THE DATA:
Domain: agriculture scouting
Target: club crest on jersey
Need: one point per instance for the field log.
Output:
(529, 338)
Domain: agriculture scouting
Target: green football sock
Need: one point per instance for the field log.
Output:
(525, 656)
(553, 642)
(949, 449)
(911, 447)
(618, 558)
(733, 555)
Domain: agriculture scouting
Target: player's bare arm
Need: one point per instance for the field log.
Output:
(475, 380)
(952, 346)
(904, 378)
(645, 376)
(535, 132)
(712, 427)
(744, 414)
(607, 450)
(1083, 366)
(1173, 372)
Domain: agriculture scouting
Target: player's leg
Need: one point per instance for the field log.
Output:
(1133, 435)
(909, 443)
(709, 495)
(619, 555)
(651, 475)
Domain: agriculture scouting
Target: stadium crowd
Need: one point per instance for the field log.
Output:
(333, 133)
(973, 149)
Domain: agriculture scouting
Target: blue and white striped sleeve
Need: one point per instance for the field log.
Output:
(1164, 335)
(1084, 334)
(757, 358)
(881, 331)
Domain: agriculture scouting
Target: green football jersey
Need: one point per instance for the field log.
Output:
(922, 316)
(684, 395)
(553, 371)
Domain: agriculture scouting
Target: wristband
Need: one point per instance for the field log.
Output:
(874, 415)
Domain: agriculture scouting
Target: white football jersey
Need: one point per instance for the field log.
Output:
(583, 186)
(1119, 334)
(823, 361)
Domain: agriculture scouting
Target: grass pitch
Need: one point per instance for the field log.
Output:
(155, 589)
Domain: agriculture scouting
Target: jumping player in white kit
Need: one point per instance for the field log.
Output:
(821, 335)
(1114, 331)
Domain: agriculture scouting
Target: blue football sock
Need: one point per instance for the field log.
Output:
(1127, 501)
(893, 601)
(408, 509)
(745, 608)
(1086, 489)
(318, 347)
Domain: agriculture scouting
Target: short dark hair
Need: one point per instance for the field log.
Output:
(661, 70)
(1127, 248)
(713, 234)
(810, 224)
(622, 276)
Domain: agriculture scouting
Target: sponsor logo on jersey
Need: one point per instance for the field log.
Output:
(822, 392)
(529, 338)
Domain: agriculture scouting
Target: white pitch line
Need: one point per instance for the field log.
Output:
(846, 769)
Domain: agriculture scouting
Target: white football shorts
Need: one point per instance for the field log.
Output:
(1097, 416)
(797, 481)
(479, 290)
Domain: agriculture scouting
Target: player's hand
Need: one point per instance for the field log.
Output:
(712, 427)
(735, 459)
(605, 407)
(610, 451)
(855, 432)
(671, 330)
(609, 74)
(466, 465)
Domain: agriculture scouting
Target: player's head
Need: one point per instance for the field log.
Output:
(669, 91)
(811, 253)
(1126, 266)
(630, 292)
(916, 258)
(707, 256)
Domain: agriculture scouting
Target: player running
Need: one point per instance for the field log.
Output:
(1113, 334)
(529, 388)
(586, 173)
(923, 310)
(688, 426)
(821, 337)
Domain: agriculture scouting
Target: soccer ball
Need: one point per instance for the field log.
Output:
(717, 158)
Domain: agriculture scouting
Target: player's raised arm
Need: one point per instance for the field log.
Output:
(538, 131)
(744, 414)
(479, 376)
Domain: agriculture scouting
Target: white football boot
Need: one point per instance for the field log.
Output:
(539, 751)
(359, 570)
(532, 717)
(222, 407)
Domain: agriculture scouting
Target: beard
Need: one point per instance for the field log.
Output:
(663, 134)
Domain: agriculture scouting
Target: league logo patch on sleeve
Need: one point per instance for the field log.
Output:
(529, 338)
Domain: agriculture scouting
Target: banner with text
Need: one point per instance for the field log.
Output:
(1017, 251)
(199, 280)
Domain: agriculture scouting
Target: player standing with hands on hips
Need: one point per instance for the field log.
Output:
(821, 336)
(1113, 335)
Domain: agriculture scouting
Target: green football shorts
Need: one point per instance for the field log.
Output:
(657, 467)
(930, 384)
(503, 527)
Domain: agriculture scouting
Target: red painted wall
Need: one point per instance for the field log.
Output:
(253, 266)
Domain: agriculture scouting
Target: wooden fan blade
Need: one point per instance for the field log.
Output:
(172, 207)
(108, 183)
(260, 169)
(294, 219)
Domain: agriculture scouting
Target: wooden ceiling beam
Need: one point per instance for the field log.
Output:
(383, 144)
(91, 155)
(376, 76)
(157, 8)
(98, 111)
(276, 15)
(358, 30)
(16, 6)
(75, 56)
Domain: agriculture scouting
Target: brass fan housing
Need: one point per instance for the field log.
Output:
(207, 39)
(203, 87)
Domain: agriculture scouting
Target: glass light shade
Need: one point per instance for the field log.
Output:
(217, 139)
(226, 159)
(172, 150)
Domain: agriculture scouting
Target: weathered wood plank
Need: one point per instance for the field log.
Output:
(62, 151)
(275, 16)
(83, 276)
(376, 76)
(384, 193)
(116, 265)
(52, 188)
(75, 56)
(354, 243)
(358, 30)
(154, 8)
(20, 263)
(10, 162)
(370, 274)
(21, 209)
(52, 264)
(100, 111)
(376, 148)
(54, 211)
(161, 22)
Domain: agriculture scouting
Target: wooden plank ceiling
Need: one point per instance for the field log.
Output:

OBJECTIVE: Lay out every line of the entries above as a Markdown table with two columns, Row and Line. Number the rows in order and leave out any blank lines.

OUTPUT FOR THIS EXERCISE:
| Row | Line |
|---|---|
| 1 | Domain: agriculture scouting |
| 2 | Target: club crest on jersey |
| 3 | Need: one point per instance for the field log. |
| 4 | Output: |
| 5 | (529, 338) |
| 6 | Domain: agriculture scouting |
| 7 | Target: green football sock |
| 8 | Need: one point per instance for the field log. |
| 9 | Output: |
| 10 | (525, 656) |
| 11 | (553, 642) |
| 12 | (949, 449) |
| 13 | (911, 447) |
| 14 | (618, 558) |
| 15 | (733, 555) |
| 16 | Domain: agriculture scouting |
| 17 | Target: player's bare arm |
| 18 | Need: one point per instance for the field log. |
| 19 | Output: |
| 20 | (475, 380) |
| 21 | (952, 346) |
| 22 | (904, 378) |
| 23 | (645, 376) |
| 24 | (535, 132) |
| 25 | (712, 427) |
| 26 | (744, 414) |
| 27 | (607, 450) |
| 28 | (1083, 366) |
| 29 | (1173, 372) |
| 30 | Domain: agriculture scouting |
| 31 | Target: player's leg |
| 32 | Need: one point per instance for the field log. |
| 33 | Output: |
| 34 | (1133, 435) |
| 35 | (909, 443) |
| 36 | (709, 495) |
| 37 | (619, 555) |
| 38 | (651, 475) |
| 39 | Domain: agriculture scouting |
| 40 | Target: stadium crowd |
| 41 | Need: one point per instance for the field log. |
| 42 | Output: |
| 43 | (333, 133) |
| 44 | (973, 149) |
| 45 | Domain: agriculture scouting |
| 46 | Target: blue and white striped sleeve |
| 47 | Need: one point per instance for the field log. |
| 48 | Output: |
| 49 | (1164, 335) |
| 50 | (1084, 334) |
| 51 | (757, 358) |
| 52 | (881, 331) |
| 53 | Domain: agriculture scouting |
| 54 | Target: green football jersey |
| 55 | Need: one point per instance for the field log. |
| 56 | Output: |
| 57 | (922, 316) |
| 58 | (684, 395) |
| 59 | (553, 371) |
| 60 | Domain: agriculture scouting |
| 61 | Target: wristband |
| 62 | Need: one point per instance for the field log. |
| 63 | Output: |
| 64 | (874, 415) |
| 65 | Domain: agriculture scouting |
| 66 | Target: white football jersey |
| 67 | Need: one point per instance for the field log. |
| 68 | Output: |
| 69 | (583, 186) |
| 70 | (1119, 334) |
| 71 | (823, 361) |
| 72 | Domain: agriculture scouting |
| 73 | Target: grass pitch |
| 74 | Need: one point per instance for the field log. |
| 75 | Output: |
| 76 | (155, 589) |
| 77 | Domain: agriculture scouting |
| 78 | Target: jumping player in white kit |
| 79 | Need: one point per instance for the field log. |
| 80 | Output: |
| 81 | (821, 335) |
| 82 | (1114, 331) |
| 83 | Domain: agriculture scouting |
| 84 | Target: blue football sock |
| 85 | Need: one point per instance for the field log. |
| 86 | Output: |
| 87 | (1127, 501) |
| 88 | (893, 601) |
| 89 | (408, 509) |
| 90 | (745, 608) |
| 91 | (1086, 489) |
| 92 | (318, 347) |
| 93 | Domain: agriculture scouting |
| 94 | Target: short dark hair |
| 95 | Need: one point per instance for the field log. |
| 96 | Output: |
| 97 | (661, 70) |
| 98 | (1127, 248) |
| 99 | (713, 234) |
| 100 | (810, 224) |
| 101 | (622, 276) |
| 102 | Domain: agriculture scouting |
| 103 | Target: sponsor logo on jersey |
| 104 | Need: one point per instance for the field log. |
| 105 | Output: |
| 106 | (822, 392) |
| 107 | (529, 338) |
| 108 | Domain: agriculture scouting |
| 109 | Target: white pitch line |
| 110 | Need: one point per instance for the field log. |
| 111 | Output: |
| 112 | (846, 769) |
| 113 | Domain: agriculture scouting |
| 114 | Target: white football shorts |
| 115 | Need: one point per instance for the field log. |
| 116 | Output: |
| 117 | (1097, 416) |
| 118 | (797, 481) |
| 119 | (479, 290) |
| 120 | Domain: agriculture scouting |
| 121 | Target: player's hand |
| 122 | Need: one point per instance for the field log. |
| 123 | Output: |
| 124 | (712, 427) |
| 125 | (735, 459) |
| 126 | (605, 407) |
| 127 | (610, 451) |
| 128 | (855, 432) |
| 129 | (671, 330) |
| 130 | (609, 74) |
| 131 | (466, 465) |
| 132 | Domain: agriculture scouting |
| 133 | Target: player's head |
| 134 | Need: one point per instance for the field log. |
| 135 | Output: |
| 136 | (669, 91) |
| 137 | (811, 253) |
| 138 | (1126, 266) |
| 139 | (630, 292) |
| 140 | (916, 258) |
| 141 | (707, 256) |
| 142 | Domain: agriculture scouting |
| 143 | Target: player running |
| 144 | Need: one point per instance for the field log. |
| 145 | Output: |
| 146 | (1113, 334) |
| 147 | (529, 388) |
| 148 | (586, 173) |
| 149 | (923, 310) |
| 150 | (688, 426) |
| 151 | (821, 337) |
| 152 | Domain: agriculture scouting |
| 153 | Target: soccer ball |
| 154 | Need: one point per instance for the field log. |
| 155 | Output: |
| 156 | (717, 158) |
| 157 | Domain: agriculture scouting |
| 158 | Target: player's raised arm |
| 159 | Need: one point per instance for the field log. |
| 160 | Output: |
| 161 | (538, 131) |
| 162 | (744, 414) |
| 163 | (479, 376) |
| 164 | Domain: agriculture scouting |
| 165 | Target: white football boot |
| 166 | Need: one point per instance for the field log. |
| 167 | Output: |
| 168 | (539, 751) |
| 169 | (359, 570) |
| 170 | (532, 717) |
| 171 | (222, 407) |
| 172 | Domain: agriculture scouting |
| 173 | Target: beard |
| 174 | Need: one point per instance for the field log. |
| 175 | Output: |
| 176 | (663, 134) |
| 177 | Domain: agriculture scouting |
| 178 | Target: league logo patch on sleeve |
| 179 | Need: one point per instance for the field log. |
| 180 | Output: |
| 181 | (529, 338) |
| 182 | Domain: agriculture scouting |
| 183 | Target: banner with text |
| 184 | Need: one point per instance for the field log. |
| 185 | Output: |
| 186 | (1017, 251) |
| 187 | (199, 280) |
| 188 | Domain: agriculture scouting |
| 189 | Target: player standing with hands on hips |
| 190 | Need: one point per instance for the field log. |
| 191 | Output: |
| 192 | (821, 336) |
| 193 | (1113, 335) |
| 194 | Domain: agriculture scouting |
| 195 | Target: green football shorts |
| 196 | Need: one point per instance for the field log. |
| 197 | Output: |
| 198 | (657, 467) |
| 199 | (930, 384) |
| 200 | (503, 527) |
| 201 | Domain: agriculture scouting |
| 202 | Target: red painted wall |
| 203 | Need: one point per instance for the field log. |
| 204 | Output: |
| 205 | (253, 266) |
| 206 | Domain: agriculture scouting |
| 207 | Target: wooden fan blade |
| 208 | Need: one point per instance for the field log. |
| 209 | Output: |
| 210 | (172, 207) |
| 211 | (108, 183) |
| 212 | (260, 169) |
| 213 | (294, 219) |
| 214 | Domain: agriculture scouting |
| 215 | Target: wooden ceiling beam |
| 216 | Need: one point per instance for the field log. |
| 217 | Output: |
| 218 | (383, 144) |
| 219 | (91, 155) |
| 220 | (376, 76) |
| 221 | (157, 8) |
| 222 | (98, 111) |
| 223 | (276, 15) |
| 224 | (358, 30) |
| 225 | (16, 6) |
| 226 | (75, 56) |
| 227 | Domain: agriculture scouting |
| 228 | Target: brass fan housing |
| 229 | Need: one point per instance for the field log. |
| 230 | Output: |
| 231 | (207, 39) |
| 232 | (203, 87) |
| 233 | Domain: agriculture scouting |
| 234 | Target: glass light shade |
| 235 | Need: one point per instance for the field log. |
| 236 | Output: |
| 237 | (217, 139) |
| 238 | (226, 159) |
| 239 | (172, 150) |
| 240 | Domain: agriculture scouting |
| 241 | Target: weathered wood plank |
| 242 | Need: one point per instance for the field log. |
| 243 | Output: |
| 244 | (62, 151) |
| 245 | (275, 16) |
| 246 | (83, 276) |
| 247 | (376, 76) |
| 248 | (384, 193) |
| 249 | (116, 265) |
| 250 | (52, 188) |
| 251 | (75, 56) |
| 252 | (354, 243) |
| 253 | (358, 30) |
| 254 | (154, 8) |
| 255 | (20, 263) |
| 256 | (10, 162) |
| 257 | (370, 274) |
| 258 | (21, 209) |
| 259 | (52, 264) |
| 260 | (100, 111) |
| 261 | (376, 148) |
| 262 | (54, 211) |
| 263 | (161, 22) |
| 264 | Domain: agriculture scouting |
| 265 | Target: wooden plank ceiling |
| 266 | Need: one point per instance for the field log. |
| 267 | Output: |